CAMBRIDGE, Massachusetts–Poor nutrition has a hand in more than half of all child deaths. No infectious disease has affected children more than malnutrition, with the exception of the Black Death. Intimately linked to the environment, nutrition reform requires political and scientific action.
Many assume inadequate intake drives malnutrition to epidemic proportions. Yet according the World Bank, poor sanitation stands as the most severe threat to child nutrition. Unsafe drinking water leads to diarrheal diseases, leading to a continuous loss of nutrients. Mothers, for instance, use water-based formulas instead of exclusively breast-feeding. These infants face the constant threat of disease as a result.
At the Massachusetts Institute of Technology, a scientist believes he engineered a solution to this contamination. Removing bacteria from drinking water could protect children from this threat of disease. Technologies exist, but cost too much for widespread use.
Rohit Karnik of MIT proposes a simple solution, using membranes to filter bacteria from the water. Typically, these membranes cost too must to reproduce.
In recent years, however, he researched a more affordable method. Testing the utility of plant membranes, he discovered the effectiveness of xylem tissue. Xylem transports water from the roots to leaves, in the form of sap.
Evaporation moves water from the leaves, according to Karnik. NPR analogizes this process to placing a straw in a glass of liquid, noting “evaporation from the leaves has the same effect as sucking on the straw.”
As the water travels from the roots to the leaves, air bubbles grow. This problem, referred to as cavitation, slows water travel in plants but spurs technical innovation.
Karnik claims xylem can remove these bubbles. “The xylem has membranes with pores and other mechanisms by which bubbles are prevented from easily spreading and flowing in the xylem tissue,” he notes.

### Source data
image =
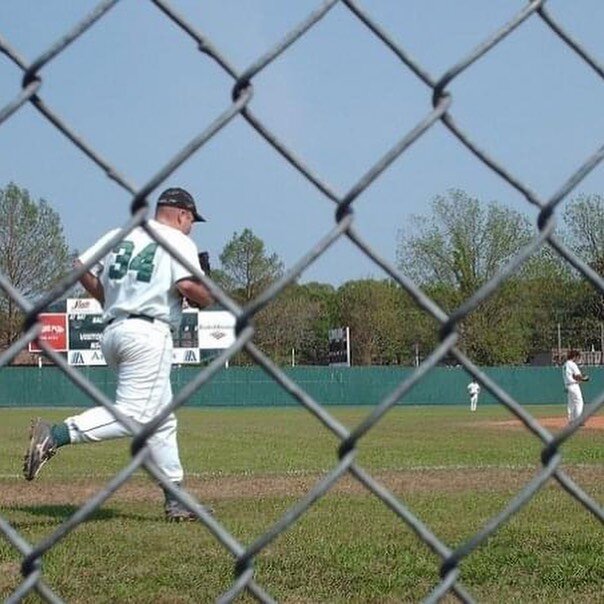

### The problem
Please continue the article about filtering drinking water through plant xylem, starting right after its last sentence.

### Exercise answer
These same xylem pores that filter air bubbles could filter the disease-causing bacteria in water. His research indicates a simple piece of wood could protect millions from poor sanitation. In his lab, he peeled bark from a pine branch and remove the sapwood beneath it. He placed this wood containing xylem into a tube, releasing a stream of water through the tube onto the wood.
“We also flowed in bacteria and showed we could filter out bacteria using the xylem,” reports Karnik. The xylem removes an estimated 99.9% of the bacteria in water.
This simple approach contrasts sharply with previous technologies. Wood stands as one of the most affordable methods for water filtration. He hopes to expand development to overcome “technical hurdles.”
Yet Robert Jackson of Stanford University hesitates at the assurance of 99% effectiveness. Hundreds of thousands of bacteria occupy a single drip of water. This use of wood, though innovative, fails to stem the danger of this bacteria. For Jackson, this invention serves as a “short-term solution.”
Nearly one billion live without access to safe drinking water. The urgency of this reflects a need for short-term and long-term solutions. To secure the success of nutrition interventions, researchers must continue the development of these filtration technologies.